> **Supplied passage**
[BEGIN]

Black History Month 2023

Faces of black people representing Black History Month

Sunday 1 October marks the start of Black History Month (BHM). This is a great opportunity to honour the accomplishments and contributions of black Britons throughout our history, as well as in the present day.

The awareness month aims to promote knowledge of black history, culture and heritage. It also seeks to provide information on positive black contributions to British society. That way we can heighten the confidence and awareness of black people to their own cultural heritage.

The origins of Black History Month

In 1926, Carter G Woodson established African Caribbean celebrations in America. Black History Month is still celebrated each February.

After visiting America in the 1970s, Ghanaian-born Akyaaba Addai Sebo, a special projects officer at the Greater London Council, founded the UK's version of Black History Month in 1987.

The United States celebrates BHM in February. This is due to former US President Abraham Lincoln and abolitionist Frederick Douglass. Their birthdays fall within this month.

There are two reasons thought to be behind why Black History Month is celebrated in October in the UK:

  • October is when African chiefs and leaders gather to settle their differences. So, Akyaaba chose this month to reconnect with African roots
  • many thought that, since it was the beginning of the new academic year, October would give Black children a sense of pride and identity

How can you get involved in Black History Month?

Throughout October we will be sharing information about BHM, but if you’d like to get involved and take the opportunity to learn more, here are three simple things you could do to celebrate black history:

  1. Visit the Black History Month website to learn more, read the latest news and see when key events are being held in the South East.
  2. Watch this video: A Celebration of Black History Makers to find out more about those who inspire us.
  3. Have open conversations with friends, family members or work colleagues about black history, use videos or articles as discussion points to help.

Below are links to some useful and informative articles that could be used for discussions:

Saluting our sisters

This year’s theme for BHM is “Saluting our Sisters”.

[END]

> **Goals**
[1] Reproduce the Black History Month page starting at "Sunday 1 October" and ending at "the present day.", swapping "honour" for "celebrate".
[2] On the Black History Month page, who founded the UK's version of Black History Month, and in what year?

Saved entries
[BEGIN]

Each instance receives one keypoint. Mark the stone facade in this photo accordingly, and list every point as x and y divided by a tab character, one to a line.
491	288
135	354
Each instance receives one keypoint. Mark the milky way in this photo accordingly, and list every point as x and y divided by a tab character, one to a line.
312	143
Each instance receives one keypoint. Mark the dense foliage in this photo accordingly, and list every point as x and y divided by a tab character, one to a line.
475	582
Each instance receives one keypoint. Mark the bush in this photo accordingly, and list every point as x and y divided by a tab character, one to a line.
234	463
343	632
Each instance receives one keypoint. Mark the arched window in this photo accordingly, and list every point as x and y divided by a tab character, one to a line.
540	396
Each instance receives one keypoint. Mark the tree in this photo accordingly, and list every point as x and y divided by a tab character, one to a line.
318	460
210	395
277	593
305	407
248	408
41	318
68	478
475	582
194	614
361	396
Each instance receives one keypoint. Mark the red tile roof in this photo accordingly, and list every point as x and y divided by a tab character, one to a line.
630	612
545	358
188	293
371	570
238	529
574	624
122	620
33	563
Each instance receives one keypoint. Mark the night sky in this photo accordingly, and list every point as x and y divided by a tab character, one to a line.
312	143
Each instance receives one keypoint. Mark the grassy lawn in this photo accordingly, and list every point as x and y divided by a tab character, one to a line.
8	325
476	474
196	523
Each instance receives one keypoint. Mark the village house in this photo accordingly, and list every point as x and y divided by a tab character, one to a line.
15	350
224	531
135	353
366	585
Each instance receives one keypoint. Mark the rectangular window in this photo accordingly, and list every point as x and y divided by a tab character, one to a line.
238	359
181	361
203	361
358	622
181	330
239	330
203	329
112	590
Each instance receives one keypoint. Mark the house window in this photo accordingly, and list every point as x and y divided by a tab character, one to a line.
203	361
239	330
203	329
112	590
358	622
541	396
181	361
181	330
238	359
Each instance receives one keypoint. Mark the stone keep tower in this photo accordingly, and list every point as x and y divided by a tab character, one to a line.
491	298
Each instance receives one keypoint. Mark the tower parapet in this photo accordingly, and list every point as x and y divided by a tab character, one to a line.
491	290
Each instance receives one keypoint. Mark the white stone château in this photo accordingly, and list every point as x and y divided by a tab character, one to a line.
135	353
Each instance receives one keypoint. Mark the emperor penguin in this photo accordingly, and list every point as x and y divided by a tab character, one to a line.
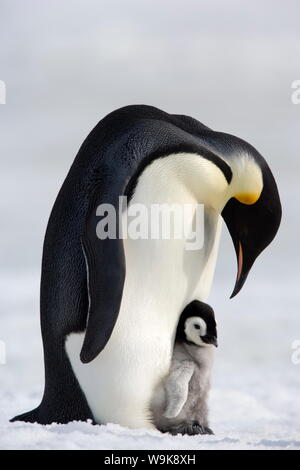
180	403
110	306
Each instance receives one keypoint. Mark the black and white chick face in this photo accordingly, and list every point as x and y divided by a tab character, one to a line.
199	333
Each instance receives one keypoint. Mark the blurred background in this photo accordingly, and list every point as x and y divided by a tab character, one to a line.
66	64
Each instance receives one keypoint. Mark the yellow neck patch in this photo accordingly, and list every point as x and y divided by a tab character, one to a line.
247	198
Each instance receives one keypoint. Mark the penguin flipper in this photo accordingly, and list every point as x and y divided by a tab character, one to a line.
105	263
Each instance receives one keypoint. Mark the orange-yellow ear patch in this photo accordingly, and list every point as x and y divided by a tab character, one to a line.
247	198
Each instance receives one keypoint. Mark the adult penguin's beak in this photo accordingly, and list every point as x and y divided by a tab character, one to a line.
253	221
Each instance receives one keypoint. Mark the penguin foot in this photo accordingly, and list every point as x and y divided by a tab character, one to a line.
191	428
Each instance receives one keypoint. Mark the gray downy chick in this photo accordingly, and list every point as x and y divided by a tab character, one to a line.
180	404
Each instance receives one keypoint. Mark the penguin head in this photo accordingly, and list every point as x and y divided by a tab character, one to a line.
197	325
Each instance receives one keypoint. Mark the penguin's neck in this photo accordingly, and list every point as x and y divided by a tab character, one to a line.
183	178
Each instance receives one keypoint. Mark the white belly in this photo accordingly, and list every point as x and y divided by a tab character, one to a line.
162	277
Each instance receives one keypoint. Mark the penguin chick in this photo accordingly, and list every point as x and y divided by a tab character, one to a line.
184	408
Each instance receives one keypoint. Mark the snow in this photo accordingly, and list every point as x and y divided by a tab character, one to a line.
255	397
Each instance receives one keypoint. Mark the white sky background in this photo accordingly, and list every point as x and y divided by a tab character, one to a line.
230	64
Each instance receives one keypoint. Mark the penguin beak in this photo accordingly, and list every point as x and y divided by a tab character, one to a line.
252	226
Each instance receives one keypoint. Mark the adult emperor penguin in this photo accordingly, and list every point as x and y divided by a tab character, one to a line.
110	307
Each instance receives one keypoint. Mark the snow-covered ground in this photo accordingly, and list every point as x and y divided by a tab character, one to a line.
255	397
233	71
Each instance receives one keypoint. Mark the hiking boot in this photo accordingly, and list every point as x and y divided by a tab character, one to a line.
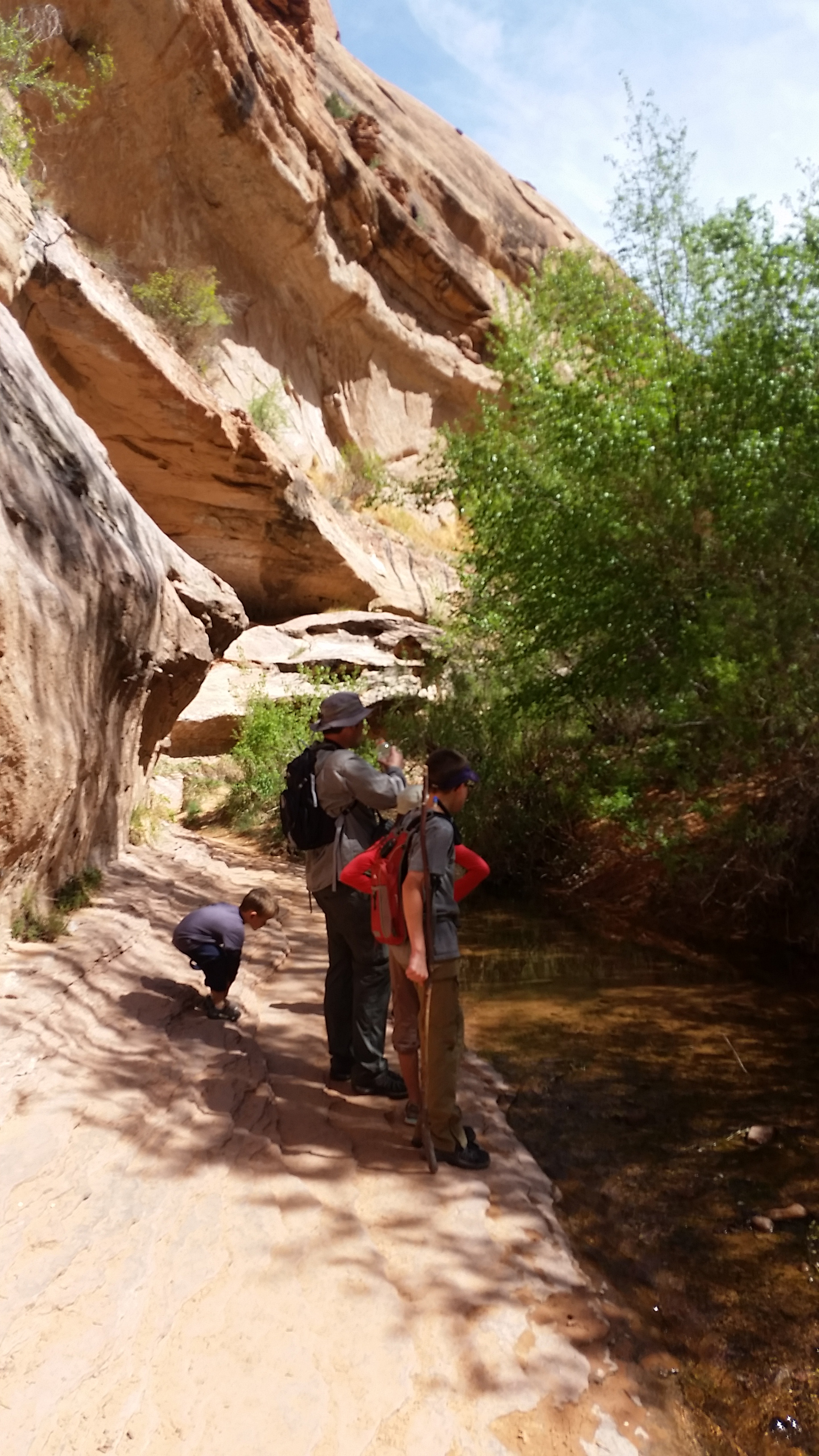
387	1084
229	1011
473	1157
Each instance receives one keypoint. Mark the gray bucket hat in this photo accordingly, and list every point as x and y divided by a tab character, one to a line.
340	711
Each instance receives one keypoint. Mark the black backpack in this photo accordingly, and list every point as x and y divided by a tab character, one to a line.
305	823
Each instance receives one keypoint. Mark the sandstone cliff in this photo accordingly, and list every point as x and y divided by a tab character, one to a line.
107	631
360	255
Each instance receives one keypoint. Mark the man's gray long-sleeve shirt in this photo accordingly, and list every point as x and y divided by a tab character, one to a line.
344	782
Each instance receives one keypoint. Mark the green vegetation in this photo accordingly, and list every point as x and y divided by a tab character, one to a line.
186	306
148	820
640	622
269	411
339	107
75	893
33	924
273	733
21	73
365	478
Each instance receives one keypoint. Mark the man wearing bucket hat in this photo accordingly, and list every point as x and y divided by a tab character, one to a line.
358	982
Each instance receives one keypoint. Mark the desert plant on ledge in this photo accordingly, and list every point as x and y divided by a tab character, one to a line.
267	411
339	108
184	305
20	73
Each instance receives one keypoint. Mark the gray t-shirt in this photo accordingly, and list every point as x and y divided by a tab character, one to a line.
441	854
211	925
352	791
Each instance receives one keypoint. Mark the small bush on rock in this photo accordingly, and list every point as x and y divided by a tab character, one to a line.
267	411
339	107
75	893
31	924
184	305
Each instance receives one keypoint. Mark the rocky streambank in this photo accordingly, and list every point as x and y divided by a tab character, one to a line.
203	1250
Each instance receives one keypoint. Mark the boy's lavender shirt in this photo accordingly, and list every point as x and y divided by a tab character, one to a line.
211	925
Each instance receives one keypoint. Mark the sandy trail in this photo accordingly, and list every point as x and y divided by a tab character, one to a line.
205	1251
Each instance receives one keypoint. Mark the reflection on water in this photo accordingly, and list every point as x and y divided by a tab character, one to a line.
637	1076
515	947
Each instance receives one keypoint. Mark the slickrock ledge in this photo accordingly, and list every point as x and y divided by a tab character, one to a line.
205	1251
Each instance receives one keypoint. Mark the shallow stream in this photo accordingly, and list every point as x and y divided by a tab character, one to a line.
637	1076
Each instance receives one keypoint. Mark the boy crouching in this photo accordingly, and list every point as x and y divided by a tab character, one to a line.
213	937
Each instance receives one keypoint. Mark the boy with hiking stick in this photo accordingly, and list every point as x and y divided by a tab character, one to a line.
432	959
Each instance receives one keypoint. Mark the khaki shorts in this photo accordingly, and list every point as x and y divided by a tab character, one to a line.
404	1002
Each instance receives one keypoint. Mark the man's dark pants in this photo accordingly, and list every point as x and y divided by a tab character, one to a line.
358	985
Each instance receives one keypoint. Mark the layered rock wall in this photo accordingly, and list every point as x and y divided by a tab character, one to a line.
225	491
360	254
107	631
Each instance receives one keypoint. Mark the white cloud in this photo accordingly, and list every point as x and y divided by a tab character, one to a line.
547	98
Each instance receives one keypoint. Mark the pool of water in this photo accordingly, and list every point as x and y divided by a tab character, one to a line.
637	1076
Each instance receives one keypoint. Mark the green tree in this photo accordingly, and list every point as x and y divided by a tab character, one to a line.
184	303
645	492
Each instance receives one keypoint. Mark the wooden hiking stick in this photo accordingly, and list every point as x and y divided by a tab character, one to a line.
426	991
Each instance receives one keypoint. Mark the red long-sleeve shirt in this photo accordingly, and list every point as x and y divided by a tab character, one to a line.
358	873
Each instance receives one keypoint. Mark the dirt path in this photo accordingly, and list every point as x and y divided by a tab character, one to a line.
206	1253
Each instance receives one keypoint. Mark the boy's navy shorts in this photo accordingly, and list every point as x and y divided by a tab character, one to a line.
219	969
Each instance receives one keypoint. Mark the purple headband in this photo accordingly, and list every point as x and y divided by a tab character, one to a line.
457	778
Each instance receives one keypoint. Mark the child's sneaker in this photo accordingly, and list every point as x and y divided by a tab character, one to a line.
229	1011
473	1157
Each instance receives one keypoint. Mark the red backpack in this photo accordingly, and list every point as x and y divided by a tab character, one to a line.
388	873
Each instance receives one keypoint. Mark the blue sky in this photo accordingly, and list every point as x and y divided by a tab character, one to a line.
537	83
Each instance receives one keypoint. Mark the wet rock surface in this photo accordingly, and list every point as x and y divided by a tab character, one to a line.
388	651
205	1250
630	1098
107	631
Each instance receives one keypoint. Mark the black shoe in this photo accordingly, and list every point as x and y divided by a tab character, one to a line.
387	1084
473	1157
227	1013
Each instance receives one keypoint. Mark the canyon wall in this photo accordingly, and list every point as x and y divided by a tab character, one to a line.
107	631
360	255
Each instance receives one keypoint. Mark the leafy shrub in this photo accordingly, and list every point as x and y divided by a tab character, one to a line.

[END]

> **The replies**
[1]
Sunday 1 October marks the start of Black History Month (BHM). This is a great opportunity to celebrate the accomplishments and contributions of black Britons throughout our history, as well as in the present day.

[2] Akyaaba Addai Sebo founded it in 1987.